Look below. Copy each line that has "wheel" in it.

■ ■ ■ ■

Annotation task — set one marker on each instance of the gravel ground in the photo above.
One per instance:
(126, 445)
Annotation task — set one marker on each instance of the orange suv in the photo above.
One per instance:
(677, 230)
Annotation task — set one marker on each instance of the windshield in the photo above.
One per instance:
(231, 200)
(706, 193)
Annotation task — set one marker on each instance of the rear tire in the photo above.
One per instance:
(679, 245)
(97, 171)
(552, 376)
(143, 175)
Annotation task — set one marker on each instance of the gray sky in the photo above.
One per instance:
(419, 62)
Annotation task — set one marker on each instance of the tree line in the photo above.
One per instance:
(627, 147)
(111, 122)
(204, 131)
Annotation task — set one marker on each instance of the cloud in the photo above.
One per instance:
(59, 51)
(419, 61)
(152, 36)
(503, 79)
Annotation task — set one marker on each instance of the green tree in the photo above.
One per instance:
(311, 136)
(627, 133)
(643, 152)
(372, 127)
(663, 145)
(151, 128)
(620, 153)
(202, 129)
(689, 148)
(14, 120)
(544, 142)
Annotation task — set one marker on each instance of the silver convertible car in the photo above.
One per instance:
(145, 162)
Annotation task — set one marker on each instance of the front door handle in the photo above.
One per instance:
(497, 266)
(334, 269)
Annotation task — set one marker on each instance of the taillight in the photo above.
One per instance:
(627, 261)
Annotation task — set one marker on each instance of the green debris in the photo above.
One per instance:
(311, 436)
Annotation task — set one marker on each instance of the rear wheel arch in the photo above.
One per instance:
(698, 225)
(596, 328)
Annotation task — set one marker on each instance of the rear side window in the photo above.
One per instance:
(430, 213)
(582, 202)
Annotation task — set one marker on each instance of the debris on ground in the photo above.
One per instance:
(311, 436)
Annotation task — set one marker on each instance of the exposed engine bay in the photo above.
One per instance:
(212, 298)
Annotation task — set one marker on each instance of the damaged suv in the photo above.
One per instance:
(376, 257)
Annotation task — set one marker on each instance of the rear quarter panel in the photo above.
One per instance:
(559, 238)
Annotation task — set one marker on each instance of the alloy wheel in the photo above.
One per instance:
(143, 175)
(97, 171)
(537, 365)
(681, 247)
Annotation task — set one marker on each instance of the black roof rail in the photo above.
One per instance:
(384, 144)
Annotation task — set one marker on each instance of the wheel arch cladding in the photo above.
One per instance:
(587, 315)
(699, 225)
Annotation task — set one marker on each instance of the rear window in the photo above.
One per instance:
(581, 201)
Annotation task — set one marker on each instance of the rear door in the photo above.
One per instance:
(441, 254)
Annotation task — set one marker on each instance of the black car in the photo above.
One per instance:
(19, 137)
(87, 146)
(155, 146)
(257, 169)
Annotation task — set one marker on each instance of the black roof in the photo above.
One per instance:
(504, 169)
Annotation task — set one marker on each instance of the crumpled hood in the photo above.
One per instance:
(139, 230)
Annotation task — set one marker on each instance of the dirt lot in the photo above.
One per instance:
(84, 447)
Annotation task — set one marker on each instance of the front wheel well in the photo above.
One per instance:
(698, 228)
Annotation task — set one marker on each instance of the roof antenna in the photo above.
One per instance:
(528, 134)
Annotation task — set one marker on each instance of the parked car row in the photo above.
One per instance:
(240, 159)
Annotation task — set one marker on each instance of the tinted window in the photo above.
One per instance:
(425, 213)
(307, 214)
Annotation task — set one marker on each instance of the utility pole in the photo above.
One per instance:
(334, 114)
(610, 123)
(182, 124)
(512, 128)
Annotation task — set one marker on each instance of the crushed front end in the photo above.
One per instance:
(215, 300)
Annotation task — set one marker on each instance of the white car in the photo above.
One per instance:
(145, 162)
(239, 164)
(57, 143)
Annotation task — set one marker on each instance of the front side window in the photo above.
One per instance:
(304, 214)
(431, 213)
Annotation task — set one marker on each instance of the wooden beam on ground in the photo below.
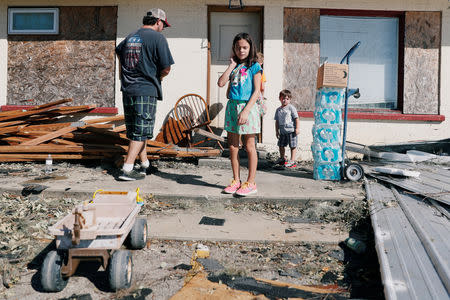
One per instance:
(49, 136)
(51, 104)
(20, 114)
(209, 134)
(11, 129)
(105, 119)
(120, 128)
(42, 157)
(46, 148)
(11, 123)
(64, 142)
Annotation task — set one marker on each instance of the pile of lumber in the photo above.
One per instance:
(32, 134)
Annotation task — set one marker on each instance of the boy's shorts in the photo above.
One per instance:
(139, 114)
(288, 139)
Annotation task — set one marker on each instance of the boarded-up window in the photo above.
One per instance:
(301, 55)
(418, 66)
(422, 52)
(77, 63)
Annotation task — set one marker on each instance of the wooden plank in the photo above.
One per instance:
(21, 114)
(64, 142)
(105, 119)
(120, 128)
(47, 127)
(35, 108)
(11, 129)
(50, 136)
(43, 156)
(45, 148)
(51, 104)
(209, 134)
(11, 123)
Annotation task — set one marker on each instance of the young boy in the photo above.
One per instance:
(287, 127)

■ ■ ■ ■

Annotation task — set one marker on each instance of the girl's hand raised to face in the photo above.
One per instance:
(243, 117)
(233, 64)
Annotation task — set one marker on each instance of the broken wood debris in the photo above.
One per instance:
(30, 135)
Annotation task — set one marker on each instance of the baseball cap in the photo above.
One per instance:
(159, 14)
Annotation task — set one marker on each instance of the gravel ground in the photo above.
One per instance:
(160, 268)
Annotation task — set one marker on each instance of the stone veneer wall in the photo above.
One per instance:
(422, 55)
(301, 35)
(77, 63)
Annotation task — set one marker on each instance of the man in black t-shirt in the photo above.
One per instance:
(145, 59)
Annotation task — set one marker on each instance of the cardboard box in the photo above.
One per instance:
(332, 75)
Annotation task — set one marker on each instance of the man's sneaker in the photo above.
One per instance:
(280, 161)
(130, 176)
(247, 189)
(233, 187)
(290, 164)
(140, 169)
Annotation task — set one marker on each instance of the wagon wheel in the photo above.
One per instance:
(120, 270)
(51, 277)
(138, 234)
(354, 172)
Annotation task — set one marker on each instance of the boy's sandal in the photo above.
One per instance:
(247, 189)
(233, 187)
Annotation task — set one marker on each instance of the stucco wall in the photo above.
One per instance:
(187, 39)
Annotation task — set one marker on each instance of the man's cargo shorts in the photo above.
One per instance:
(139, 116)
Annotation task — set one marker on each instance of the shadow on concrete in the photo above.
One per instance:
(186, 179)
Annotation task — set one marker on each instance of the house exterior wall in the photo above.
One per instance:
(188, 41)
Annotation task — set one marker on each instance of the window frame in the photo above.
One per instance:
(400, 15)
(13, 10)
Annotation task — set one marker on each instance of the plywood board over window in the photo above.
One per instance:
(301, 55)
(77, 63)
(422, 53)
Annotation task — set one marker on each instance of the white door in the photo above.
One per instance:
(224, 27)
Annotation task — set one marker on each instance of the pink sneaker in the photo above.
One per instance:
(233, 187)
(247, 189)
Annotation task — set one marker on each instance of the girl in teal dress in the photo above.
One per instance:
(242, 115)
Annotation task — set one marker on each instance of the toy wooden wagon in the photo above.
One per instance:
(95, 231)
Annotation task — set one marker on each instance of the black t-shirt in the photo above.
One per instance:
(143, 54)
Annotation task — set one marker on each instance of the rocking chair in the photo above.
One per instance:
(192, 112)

■ ■ ■ ■

*RESULT OF THE TASK*:
Annotation task — set one marker on each instance of the rear wheel arch in the photo above.
Annotation task — set one marker on each instance of the alloy wheel in the photo above.
Annotation task — set one marker on each instance of the wheel arch cladding in the photo above.
Annotation task — set one marker on each instance of the front wheel well in the photo above.
Annotation task — set one marker on each instance of the wagon wheel in the photo above.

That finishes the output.